Exercise description
Each entry must be output exactly as it appears.

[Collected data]

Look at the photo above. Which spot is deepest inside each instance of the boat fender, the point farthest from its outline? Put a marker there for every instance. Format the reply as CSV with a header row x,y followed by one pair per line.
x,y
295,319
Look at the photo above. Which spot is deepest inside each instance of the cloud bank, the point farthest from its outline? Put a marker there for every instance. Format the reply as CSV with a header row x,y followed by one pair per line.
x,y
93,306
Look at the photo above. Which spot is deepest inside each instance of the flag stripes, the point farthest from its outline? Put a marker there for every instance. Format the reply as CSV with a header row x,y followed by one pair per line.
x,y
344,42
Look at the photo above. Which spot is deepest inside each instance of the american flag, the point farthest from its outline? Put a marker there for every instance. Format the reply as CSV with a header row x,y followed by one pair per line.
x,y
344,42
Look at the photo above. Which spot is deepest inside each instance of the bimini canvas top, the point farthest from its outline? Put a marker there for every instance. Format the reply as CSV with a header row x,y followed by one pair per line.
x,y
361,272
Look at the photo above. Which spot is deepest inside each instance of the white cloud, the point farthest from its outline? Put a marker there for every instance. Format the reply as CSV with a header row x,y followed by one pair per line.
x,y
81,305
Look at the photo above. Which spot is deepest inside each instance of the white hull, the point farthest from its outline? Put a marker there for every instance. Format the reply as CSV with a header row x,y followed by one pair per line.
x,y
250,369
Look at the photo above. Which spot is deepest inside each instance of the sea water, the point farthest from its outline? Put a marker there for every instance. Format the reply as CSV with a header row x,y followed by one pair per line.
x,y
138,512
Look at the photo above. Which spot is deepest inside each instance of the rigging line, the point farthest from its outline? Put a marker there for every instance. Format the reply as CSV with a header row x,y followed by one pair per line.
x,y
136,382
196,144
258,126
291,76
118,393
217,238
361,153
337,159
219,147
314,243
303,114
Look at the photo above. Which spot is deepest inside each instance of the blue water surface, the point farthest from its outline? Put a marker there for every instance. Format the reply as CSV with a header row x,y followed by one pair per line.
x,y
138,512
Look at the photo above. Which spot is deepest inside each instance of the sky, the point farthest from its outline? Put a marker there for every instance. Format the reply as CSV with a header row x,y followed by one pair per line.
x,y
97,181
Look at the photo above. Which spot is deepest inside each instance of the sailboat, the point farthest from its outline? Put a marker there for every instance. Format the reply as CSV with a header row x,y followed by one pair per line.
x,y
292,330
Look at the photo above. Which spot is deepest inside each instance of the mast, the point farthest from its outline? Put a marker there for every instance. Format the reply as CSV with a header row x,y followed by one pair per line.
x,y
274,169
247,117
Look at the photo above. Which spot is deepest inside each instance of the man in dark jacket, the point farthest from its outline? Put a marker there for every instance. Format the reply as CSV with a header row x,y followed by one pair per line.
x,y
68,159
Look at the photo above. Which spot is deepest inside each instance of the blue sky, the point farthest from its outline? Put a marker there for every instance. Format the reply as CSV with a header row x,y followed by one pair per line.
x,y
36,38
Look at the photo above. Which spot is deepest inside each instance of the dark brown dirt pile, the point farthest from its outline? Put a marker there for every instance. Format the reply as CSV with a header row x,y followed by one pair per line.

Output below
Look at the photo above. Which spot is deepest inside each instance of the boat fender, the point farthest from its outline? Put a marker there for every instance. Format the reply as CSV with a header row x,y followed by one pair per line.
x,y
295,319
Look at the photo above. Which spot is deepest inside each instance of the cloud bank, the point farthest from its outline? Put a marker there for every instance. Format the reply as CSV with a header row x,y followed by one pair per line.
x,y
93,306
Look at the photo above. Which spot is deepest inside each instance of the flag stripes, the point farthest from its outline? Put a marker there for every instance. Format the reply as CSV with a header row x,y followed by one pair per line.
x,y
344,42
Look at the photo above. Which spot is deepest inside each instance of the american flag, the point farthest from its outline? Put a marker there for every instance. Format the reply as CSV with a header row x,y followed by one pair per line.
x,y
344,42
Look at the photo above. Which spot is deepest inside each instance of the bimini canvas top, the point farthest from its outline? Put a marker there for every instance. Format the reply as CSV with a header row x,y followed by one pair per line.
x,y
361,272
Look at the photo above. Which spot is deepest inside each instance of the white cloud, the point farthest from its outline? Put a marker there for every instance. Format the reply as CSV with a header row x,y followed by one pair per line.
x,y
81,305
Look at the photo above. Which spot is deepest inside each instance of the white hull, the point farthest from its outline? Put a marker there for every instance. Format the reply as CSV with a header row x,y followed by one pair per line.
x,y
250,369
Look at the photo above. Which spot is deepest inside each instance of the sea water, the point farthest from its outline? Put a marker there for every instance. Format the reply as CSV with a header row x,y followed by one pair per line.
x,y
138,512
Look at the photo above. Which spot is deepest inside each instance of the rigging line, the point farthest from its outline? Put a marker there for every instance. Format the reply as CSV with a header row x,y followed by one pair per line.
x,y
136,382
196,144
258,126
291,76
118,393
217,238
361,153
337,159
219,147
314,243
303,114
Look at the photo above. Which spot is deepest inside each instance of the blue water surface, the point farthest from its outline? Put a marker there for every instance. Format the reply as CSV with a header row x,y followed by one pair per line.
x,y
138,512
Look at the photo above. Which spot is deepest inside each instance of the sky, the point farthest from its outline? Put a marker there for every instance. Format the reply as CSV with a header row x,y followed by one pair per line.
x,y
97,181
Look at the photo above. Which spot is deepest inside each instance of the sailboat, the point farthest from its outline? Put a marker there for every instance. Format the reply as CSV with a header row x,y followed by one pair per line.
x,y
292,330
Look at the photo above. Which spot is deepest inside each instance of the mast, the point farthest from its outline? Put a marker there for every instance. Format the reply as CSV with a header row x,y followed by one pair per line.
x,y
274,169
247,117
Look at the photo above. Which spot is deepest inside each instance of the man in dark jacket, the point farthest from its outline? Put a marker there for every instance. Format the reply as CSV with a header row x,y followed by one pair per line.
x,y
68,159
Look at the photo above. Which spot is deepest inside each instance of the blue sky, the point farthest from its outline? Put a marker there for every instance. Format the reply as CSV with a header row x,y followed by one pair per line.
x,y
36,38
Look at the photo above. Which spot is deepest inside each instance of the dark brown dirt pile, the point farthest from its outline? Put a marker there for every instance. Format the reply as CSV with a header row x,y followed by one pair per line.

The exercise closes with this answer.